§ **The problem**
The records below are to be retyped in full, without any alteration.

= Beginning of Section =

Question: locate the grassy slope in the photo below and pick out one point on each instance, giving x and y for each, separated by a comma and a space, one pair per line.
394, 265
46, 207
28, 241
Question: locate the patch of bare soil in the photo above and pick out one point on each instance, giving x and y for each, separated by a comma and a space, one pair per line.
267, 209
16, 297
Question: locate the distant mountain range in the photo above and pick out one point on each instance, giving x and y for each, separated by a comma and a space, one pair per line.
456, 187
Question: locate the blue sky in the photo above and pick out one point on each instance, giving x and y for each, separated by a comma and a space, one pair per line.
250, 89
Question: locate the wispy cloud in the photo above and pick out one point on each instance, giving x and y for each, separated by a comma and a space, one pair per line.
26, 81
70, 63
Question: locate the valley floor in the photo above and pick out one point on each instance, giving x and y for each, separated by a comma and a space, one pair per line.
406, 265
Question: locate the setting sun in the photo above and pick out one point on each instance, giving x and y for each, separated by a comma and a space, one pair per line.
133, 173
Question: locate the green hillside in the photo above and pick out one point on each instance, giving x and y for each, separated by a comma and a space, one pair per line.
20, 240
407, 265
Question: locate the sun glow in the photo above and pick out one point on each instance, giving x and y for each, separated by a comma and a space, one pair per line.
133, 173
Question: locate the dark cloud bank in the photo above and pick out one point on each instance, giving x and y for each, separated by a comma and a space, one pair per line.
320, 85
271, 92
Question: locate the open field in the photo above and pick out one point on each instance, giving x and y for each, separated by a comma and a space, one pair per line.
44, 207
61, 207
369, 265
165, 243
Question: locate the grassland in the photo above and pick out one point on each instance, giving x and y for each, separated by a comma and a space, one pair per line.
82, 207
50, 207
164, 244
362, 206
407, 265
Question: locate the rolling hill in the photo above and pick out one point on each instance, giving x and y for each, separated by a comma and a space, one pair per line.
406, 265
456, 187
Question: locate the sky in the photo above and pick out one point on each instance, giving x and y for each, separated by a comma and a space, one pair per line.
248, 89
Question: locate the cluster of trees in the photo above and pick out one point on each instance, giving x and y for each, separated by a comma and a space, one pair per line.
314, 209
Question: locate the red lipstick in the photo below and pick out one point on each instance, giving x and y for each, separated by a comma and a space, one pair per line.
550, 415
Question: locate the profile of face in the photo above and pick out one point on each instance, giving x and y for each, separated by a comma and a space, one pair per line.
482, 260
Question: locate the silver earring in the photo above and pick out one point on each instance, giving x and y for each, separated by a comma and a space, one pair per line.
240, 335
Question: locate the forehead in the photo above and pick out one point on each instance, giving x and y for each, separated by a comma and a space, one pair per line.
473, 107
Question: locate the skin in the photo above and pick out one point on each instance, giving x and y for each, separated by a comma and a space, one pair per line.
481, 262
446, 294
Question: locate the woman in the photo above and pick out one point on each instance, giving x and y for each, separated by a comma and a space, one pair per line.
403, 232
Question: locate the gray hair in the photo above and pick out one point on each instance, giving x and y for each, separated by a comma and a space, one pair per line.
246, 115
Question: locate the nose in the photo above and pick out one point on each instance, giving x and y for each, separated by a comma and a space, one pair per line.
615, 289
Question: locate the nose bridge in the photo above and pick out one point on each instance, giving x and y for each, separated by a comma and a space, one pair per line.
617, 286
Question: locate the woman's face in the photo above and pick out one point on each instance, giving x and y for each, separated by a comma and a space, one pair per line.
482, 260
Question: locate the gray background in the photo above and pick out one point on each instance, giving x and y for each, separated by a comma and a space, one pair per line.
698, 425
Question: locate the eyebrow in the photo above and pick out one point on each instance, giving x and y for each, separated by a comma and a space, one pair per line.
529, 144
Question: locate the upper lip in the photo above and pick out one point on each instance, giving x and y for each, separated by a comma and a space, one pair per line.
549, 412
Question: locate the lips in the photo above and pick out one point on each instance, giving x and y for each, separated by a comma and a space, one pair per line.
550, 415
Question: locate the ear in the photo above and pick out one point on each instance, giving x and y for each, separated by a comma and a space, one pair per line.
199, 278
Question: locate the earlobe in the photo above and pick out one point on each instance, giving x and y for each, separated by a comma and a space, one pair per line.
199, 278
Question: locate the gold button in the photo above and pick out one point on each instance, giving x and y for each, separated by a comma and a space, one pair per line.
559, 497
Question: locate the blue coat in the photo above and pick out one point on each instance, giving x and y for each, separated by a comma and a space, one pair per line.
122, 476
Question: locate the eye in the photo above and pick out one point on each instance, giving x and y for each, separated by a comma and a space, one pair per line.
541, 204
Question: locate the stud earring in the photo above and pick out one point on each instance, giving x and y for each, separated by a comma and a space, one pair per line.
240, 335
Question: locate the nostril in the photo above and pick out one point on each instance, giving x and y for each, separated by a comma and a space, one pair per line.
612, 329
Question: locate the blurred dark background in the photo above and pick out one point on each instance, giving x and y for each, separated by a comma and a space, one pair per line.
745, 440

= End of Section =

§ **Solution**
Question: locate the grassy slope in the photo below and pick out one point on each instance, giving x and y for each, separated by a comma and a space, one pair per line.
394, 265
46, 207
28, 241
Question: locate the patch of bare soil in the photo above and pick out one point on each instance, giving x and y for each, separated by a comma and a space, one pair per line.
267, 209
16, 297
Question: locate the distant mountain range in the photo above and pick out one point on each instance, giving x and y for each, separated by a comma and a space, one pair per line.
456, 187
Question: locate the blue sky in the photo above and pick out one point on each instance, giving x and y for each, separated by a comma and a space, one pair per line.
250, 89
Question: locate the wispy cloud in the photo above and pick out one point on each instance, giving x and y for each, separated by a comma and a space, one pair per line.
26, 81
70, 63
Question: locate the valley floor in the photo above and pick out one point on each instance, giving x and y for each, separated by a comma and a space, one pair per line.
406, 265
Question: locate the setting sun in the photo above and pick out one point on each instance, giving x and y for each, separated by a comma and a space, one pair per line.
133, 173
Question: locate the green hillside in the photo above and pick out one point on each instance, giving x and y for each, separated by a comma and a space, one pair per line.
20, 240
407, 265
Question: locate the sun glow in the photo above and pick out one point on each instance, giving x and y for each, separated by a comma and a space, one pair per line.
133, 173
Question: locate the dark cloud bank in the photo above and pick out one point on each instance, giving x and y for each, separated by a comma and a space, one pair per line.
320, 85
271, 92
Question: locate the open field in the photo above and pick out one point on each instance, giving x and y for each, separated by a comma and a space, one pair per line.
44, 207
61, 207
369, 265
165, 243
Question: locate the grassland in the photo above and pick out one point on each instance, giving x and y for each, separated by a comma and a space, one pair per line.
82, 207
50, 207
164, 244
362, 206
407, 265
Question: locate the rolling hill in the photo above and pick out one point on each instance, giving x and y for each, separated by a comma and a space, one pair per line.
406, 265
456, 187
Question: locate the sky in the photo above and pick out one point on each instance, giving x and y for each, separated by a comma and a space, one pair per line.
248, 89
Question: locate the cluster of trees in the photo above and pick out one point on each instance, giving x and y for each, separated by a comma and a space, one pair per line.
314, 209
Question: locate the red lipstick in the photo below and pick out one point on each instance, giving x and y for each, separated by a comma and a space, one pair per line.
550, 415
Question: locate the profile of face in the photo above and pick out one point on each instance, giving x and y for each, separated by a comma and a space, one pair per line.
482, 260
Question: locate the silver earring in the photo above and pick out one point on each instance, giving x and y for each, separated by a comma and a space, one pair per line.
240, 335
Question: locate the forehead in the photo above and pick out one point on each instance, giving x and y for each, separated by a comma and a space, one pair per line.
473, 107
Question: locate the skin in the photo above and pick out one point on each instance, giving x and y for each, separated by a comma and a space, one pair per line.
481, 262
446, 294
Question: locate the woman in the photo above and pick out one point on each instance, giving x and y for each, separated by a comma and a space, one pair per line.
403, 232
Question: locate the gray hair in the photo above and pick out one point on each instance, giving x and y for each, separated by a comma and a space, one pair per line.
246, 115
Question: locate the nose in the photo above and pick out one point on each instance, giving x and y for each, separated by a comma and a space, one pair per line.
615, 289
Question: locate the nose bridge in the photo above and pick out one point on each instance, giving x and y for each, separated by a comma and a space, one pair per line.
617, 286
Question: locate the woman's face in the photo above and pick out one point on each instance, giving x and y for each, separated by a comma and a space, one pair per line.
482, 260
Question: locate the gray background in the photo above and pick out one point on each instance, giving x and y for each, separated by a comma and a space, one pair per line.
698, 425
Question: locate the eyebrow in the photo above and pick out one point on each instance, giving x and y for each, separated by a comma and a space, one pair per line.
529, 144
Question: locate the upper lip in the photo above and pick out one point on each instance, giving x and y for each, separated by a comma and a space, one pair per line.
549, 412
Question: locate the lips in the photo above and pick out one point on each instance, giving x and y for each, separated by a comma and a space, one pair per line.
550, 415
Question: locate the ear in the photo above and pick out one point on each instance, giving x and y for each, separated by a comma and a space, one pair per line.
199, 278
Question: locate the earlobe in the photo above and pick out one point on each instance, giving x and y for each, separated by a comma and a space, one pair per line.
199, 278
Question: locate the gold button in the photo above and pick out one point on each instance, giving x and y for each, separated by a comma and a space, one pair per line.
559, 497
Question: locate the blue coat in the photo above and pick out one point on each instance, giving x and y for each, separated by a comma and a space, one pair per line.
122, 476
Question: locate the eye in the photo above and pick out one point on each instance, giving x and y for each, separated by a comma and a space, one pair per line.
541, 204
Question: locate the stud earring in the photo above and pick out one point on each instance, giving x and y for each, separated by a comma and a space, one pair per line.
240, 335
Question: locate the nostril in the photo above and pick out one point on each instance, giving x and y for each, separated by a comma and a space, one pair per line.
612, 329
Question: locate the blurred dark background in the photo above and pick out one point on each instance, giving x and y for each, separated by a comma and a space, one pair per line.
745, 440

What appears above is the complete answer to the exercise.